Your copy should hold only the lines from the one containing "the blue train" through the final line of the entries, exactly as written, with no pictures.

[Point localization data]
·····

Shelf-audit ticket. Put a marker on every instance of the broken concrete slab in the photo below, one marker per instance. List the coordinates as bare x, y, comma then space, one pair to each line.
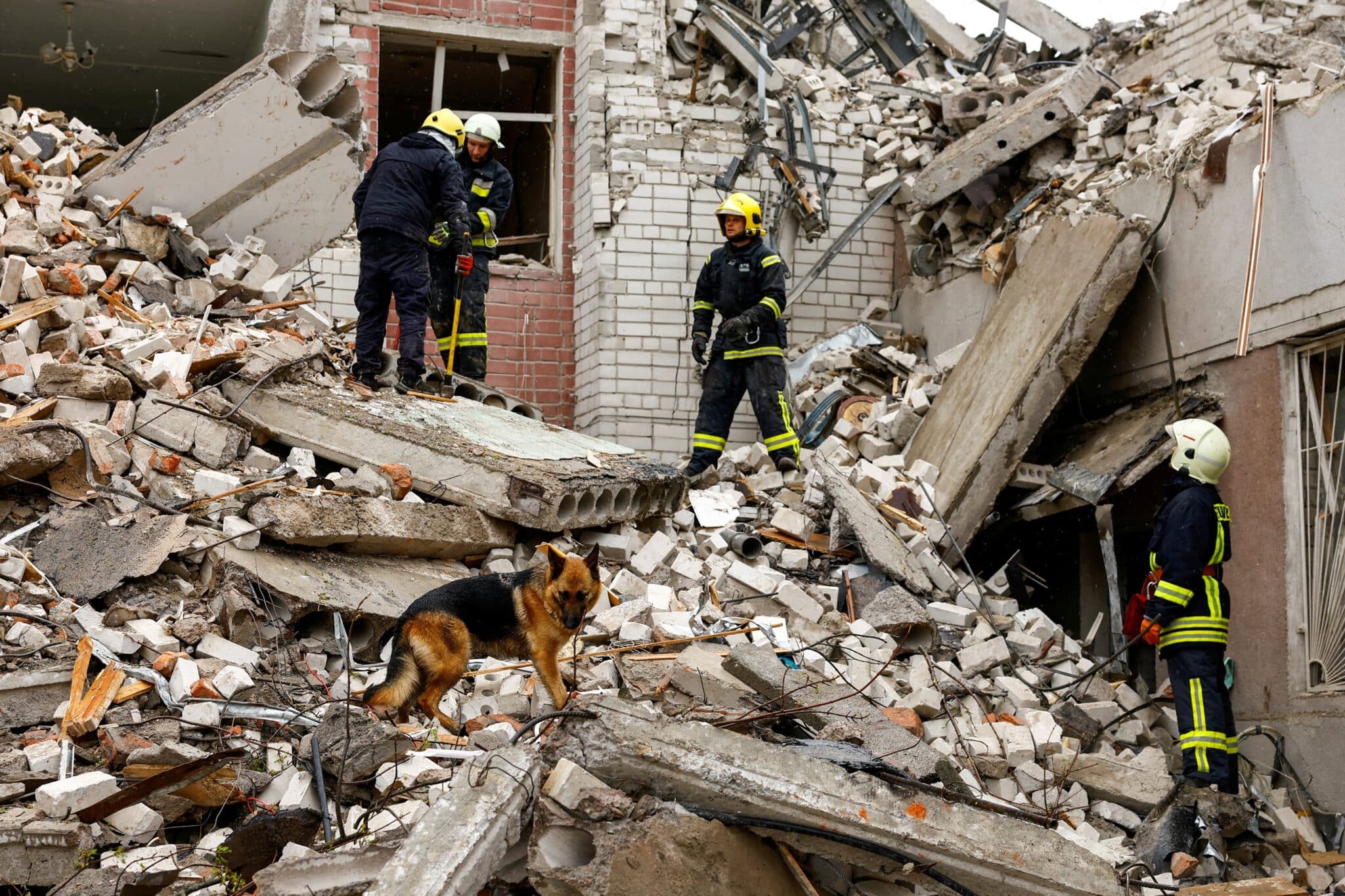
506, 465
1134, 788
87, 558
762, 671
666, 852
1278, 49
338, 874
1043, 328
282, 184
1029, 121
376, 526
877, 540
370, 591
466, 833
707, 767
1047, 23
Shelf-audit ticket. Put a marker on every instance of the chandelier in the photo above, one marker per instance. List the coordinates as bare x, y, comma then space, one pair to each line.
68, 56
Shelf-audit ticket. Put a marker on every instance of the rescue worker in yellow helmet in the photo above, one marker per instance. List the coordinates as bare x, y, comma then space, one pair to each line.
743, 281
412, 184
490, 188
1188, 614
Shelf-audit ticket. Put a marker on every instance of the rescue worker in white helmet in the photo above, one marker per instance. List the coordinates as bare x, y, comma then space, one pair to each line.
490, 188
744, 282
1187, 617
412, 184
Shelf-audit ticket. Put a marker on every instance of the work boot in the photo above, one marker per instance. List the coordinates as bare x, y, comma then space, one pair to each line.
409, 382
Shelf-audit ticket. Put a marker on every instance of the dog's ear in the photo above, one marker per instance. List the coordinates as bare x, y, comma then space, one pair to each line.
557, 559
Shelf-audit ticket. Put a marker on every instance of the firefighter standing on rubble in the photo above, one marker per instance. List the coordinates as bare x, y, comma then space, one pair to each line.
1188, 614
412, 184
744, 282
490, 188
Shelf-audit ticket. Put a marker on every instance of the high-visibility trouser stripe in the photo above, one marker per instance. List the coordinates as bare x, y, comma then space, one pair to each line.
707, 441
1173, 593
1197, 711
768, 351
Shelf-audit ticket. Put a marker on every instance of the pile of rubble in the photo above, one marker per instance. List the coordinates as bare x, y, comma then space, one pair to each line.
977, 154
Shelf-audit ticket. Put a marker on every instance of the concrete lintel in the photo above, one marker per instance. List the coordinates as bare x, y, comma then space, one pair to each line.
463, 30
705, 767
376, 526
1032, 345
506, 465
1029, 121
1047, 23
290, 182
463, 837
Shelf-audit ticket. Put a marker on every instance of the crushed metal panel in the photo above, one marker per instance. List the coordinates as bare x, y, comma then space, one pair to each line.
1029, 350
288, 182
1113, 454
502, 464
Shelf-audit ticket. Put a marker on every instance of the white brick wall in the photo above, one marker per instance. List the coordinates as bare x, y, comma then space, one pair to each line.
645, 222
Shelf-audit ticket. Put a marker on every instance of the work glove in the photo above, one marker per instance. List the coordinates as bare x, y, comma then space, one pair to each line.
736, 330
698, 344
441, 237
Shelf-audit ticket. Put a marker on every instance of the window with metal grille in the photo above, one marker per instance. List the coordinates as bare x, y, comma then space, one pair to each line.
1321, 472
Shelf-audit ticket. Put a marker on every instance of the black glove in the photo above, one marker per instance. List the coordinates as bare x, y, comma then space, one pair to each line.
698, 344
736, 330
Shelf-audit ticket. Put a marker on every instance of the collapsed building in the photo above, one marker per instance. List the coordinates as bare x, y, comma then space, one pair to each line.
892, 672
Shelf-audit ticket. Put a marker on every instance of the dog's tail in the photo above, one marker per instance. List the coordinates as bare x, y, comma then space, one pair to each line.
403, 681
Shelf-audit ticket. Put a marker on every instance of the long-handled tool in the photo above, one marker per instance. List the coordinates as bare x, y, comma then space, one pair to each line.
458, 310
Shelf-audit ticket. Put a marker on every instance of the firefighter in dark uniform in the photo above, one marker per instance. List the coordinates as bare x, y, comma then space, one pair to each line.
412, 184
490, 188
744, 282
1188, 614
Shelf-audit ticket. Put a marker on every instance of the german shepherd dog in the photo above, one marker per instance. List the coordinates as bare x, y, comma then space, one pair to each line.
529, 614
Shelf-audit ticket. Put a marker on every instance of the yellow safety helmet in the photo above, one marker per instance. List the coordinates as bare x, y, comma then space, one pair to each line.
445, 121
1202, 452
744, 207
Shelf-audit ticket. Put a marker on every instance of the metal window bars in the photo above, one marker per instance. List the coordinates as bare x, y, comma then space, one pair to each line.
1321, 469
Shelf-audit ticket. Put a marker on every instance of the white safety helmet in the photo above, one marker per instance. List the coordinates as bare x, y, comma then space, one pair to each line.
486, 128
1201, 452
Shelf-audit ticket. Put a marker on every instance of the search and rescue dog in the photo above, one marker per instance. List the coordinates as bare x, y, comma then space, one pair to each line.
529, 614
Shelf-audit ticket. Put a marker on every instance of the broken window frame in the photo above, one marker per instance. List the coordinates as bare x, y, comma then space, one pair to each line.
460, 39
1315, 454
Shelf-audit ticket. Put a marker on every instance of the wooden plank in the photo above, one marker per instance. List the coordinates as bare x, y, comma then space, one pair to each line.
39, 410
1034, 340
27, 310
96, 703
84, 652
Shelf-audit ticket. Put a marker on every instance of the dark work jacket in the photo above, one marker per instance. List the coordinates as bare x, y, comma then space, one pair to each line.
412, 184
743, 281
1191, 543
490, 188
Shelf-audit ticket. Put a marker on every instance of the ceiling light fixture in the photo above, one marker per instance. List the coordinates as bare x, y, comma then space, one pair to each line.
69, 58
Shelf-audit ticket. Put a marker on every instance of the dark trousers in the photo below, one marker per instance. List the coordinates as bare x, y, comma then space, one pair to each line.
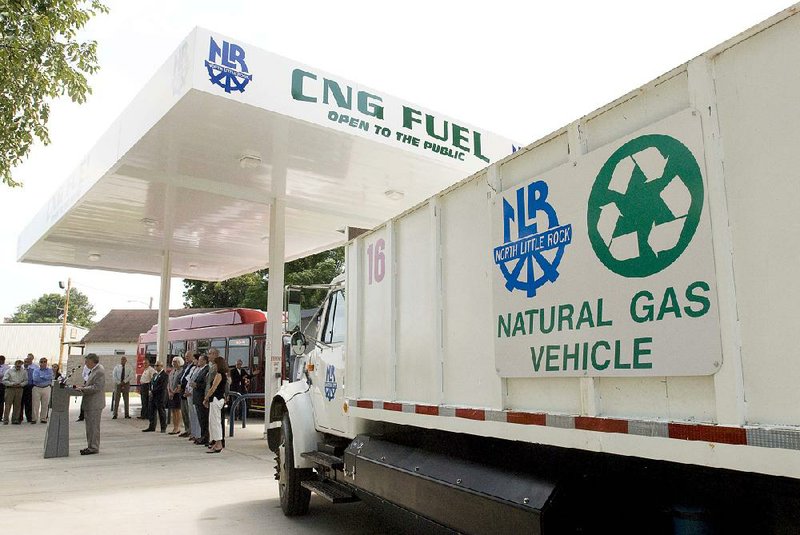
27, 402
185, 414
144, 390
156, 408
202, 417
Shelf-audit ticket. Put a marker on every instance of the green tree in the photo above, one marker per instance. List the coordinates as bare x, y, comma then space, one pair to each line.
40, 59
250, 291
49, 307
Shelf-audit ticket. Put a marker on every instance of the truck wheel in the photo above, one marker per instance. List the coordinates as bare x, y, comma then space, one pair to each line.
294, 498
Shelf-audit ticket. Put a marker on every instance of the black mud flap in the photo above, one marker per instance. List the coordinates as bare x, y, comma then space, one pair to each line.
460, 495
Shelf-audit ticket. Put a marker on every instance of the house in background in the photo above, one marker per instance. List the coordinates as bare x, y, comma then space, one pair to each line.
41, 339
117, 335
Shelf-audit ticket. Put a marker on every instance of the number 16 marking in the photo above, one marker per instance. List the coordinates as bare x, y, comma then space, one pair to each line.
377, 260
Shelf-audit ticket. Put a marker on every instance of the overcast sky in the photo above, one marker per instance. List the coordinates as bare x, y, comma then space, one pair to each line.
519, 69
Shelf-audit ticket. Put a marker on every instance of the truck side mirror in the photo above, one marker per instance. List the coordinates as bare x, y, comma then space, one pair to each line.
292, 309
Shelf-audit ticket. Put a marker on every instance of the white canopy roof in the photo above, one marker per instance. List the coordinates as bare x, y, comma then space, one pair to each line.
192, 164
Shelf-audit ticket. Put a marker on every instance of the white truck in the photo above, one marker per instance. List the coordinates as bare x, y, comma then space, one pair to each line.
597, 334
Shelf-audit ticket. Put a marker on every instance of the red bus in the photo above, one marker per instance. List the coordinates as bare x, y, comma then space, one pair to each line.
237, 333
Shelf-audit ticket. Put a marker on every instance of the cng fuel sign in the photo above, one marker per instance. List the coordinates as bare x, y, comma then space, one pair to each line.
605, 267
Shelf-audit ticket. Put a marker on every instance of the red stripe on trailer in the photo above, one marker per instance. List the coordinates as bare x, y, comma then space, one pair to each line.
526, 418
606, 425
471, 414
431, 410
708, 433
675, 430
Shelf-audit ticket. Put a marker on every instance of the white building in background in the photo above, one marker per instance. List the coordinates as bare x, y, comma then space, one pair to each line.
41, 339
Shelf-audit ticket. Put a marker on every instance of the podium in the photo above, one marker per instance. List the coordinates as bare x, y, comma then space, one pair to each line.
56, 438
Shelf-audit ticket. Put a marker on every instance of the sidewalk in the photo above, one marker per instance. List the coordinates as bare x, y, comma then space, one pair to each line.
152, 483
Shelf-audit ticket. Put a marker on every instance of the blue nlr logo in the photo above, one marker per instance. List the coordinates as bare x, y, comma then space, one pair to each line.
226, 66
330, 382
529, 256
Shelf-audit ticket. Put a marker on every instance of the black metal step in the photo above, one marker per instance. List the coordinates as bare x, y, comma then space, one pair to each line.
333, 447
330, 490
324, 459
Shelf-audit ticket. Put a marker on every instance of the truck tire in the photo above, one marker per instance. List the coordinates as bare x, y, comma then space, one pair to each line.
294, 498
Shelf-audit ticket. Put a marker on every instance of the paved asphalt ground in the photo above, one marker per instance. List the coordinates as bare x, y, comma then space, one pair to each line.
146, 483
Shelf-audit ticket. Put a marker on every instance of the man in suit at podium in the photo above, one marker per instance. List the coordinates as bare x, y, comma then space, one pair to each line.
94, 399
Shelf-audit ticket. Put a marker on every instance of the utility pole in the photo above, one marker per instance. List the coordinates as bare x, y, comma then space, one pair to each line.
64, 323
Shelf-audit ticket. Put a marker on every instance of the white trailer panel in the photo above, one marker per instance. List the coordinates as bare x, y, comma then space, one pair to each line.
727, 397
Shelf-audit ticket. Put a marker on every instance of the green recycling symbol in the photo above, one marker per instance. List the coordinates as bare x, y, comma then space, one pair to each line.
645, 205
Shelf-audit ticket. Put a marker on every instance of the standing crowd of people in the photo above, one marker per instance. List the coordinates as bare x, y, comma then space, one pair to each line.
194, 391
25, 390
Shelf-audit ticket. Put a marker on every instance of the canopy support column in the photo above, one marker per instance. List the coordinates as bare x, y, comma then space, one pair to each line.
163, 308
272, 375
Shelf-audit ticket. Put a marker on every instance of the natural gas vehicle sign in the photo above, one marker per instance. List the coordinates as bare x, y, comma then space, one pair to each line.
605, 267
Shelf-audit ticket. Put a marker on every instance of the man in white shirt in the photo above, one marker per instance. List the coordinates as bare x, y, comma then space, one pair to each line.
123, 375
3, 368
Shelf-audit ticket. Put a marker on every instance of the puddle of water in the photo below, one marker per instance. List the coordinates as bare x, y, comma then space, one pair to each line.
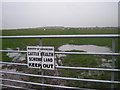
87, 48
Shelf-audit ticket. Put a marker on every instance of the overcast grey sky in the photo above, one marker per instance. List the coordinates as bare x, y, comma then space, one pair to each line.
73, 14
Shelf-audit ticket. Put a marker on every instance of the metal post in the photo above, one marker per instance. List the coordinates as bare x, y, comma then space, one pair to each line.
113, 63
42, 71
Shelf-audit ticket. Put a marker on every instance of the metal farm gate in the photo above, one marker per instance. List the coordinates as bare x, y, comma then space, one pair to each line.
112, 70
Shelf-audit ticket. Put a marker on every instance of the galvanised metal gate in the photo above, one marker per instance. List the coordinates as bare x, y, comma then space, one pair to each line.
112, 70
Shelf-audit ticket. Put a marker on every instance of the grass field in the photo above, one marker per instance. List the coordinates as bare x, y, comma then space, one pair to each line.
69, 60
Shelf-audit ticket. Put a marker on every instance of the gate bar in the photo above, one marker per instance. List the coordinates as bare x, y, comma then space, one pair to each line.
47, 85
64, 36
15, 87
63, 78
65, 67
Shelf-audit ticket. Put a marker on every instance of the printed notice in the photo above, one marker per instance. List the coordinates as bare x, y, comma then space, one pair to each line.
40, 57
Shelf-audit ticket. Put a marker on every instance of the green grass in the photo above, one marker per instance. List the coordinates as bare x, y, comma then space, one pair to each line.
69, 60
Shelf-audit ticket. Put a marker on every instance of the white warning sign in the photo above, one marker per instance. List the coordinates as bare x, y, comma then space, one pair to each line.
40, 57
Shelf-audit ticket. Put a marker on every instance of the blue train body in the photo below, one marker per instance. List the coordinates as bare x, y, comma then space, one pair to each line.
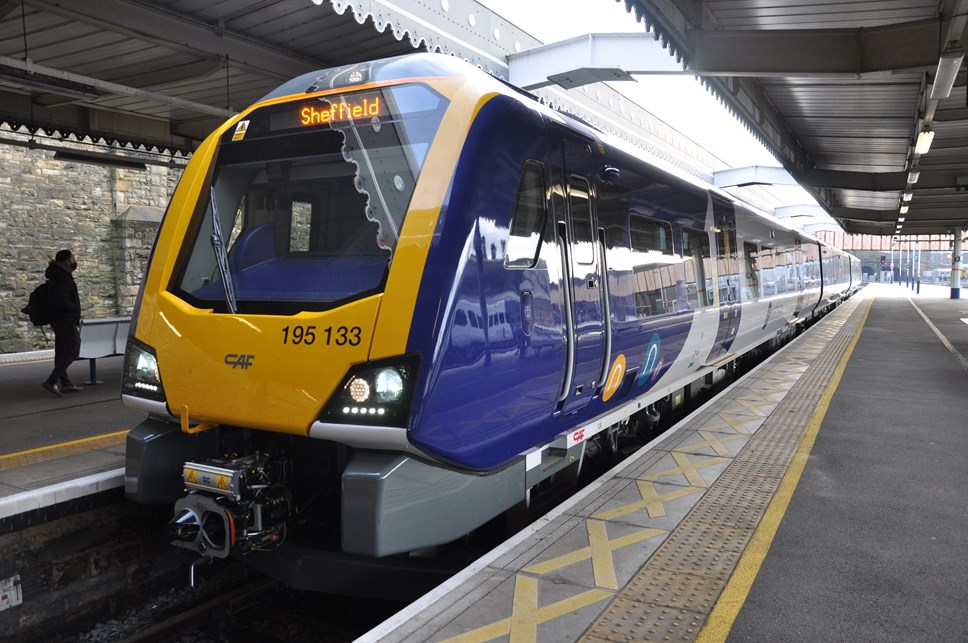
415, 291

·····

#### Worked solution
Shelf-audit ticket. Put a marker on every instance of the blue train body in the photo below, one marker per instance. List the coordinates as bare x, y, comma then space, one pair to each line.
415, 291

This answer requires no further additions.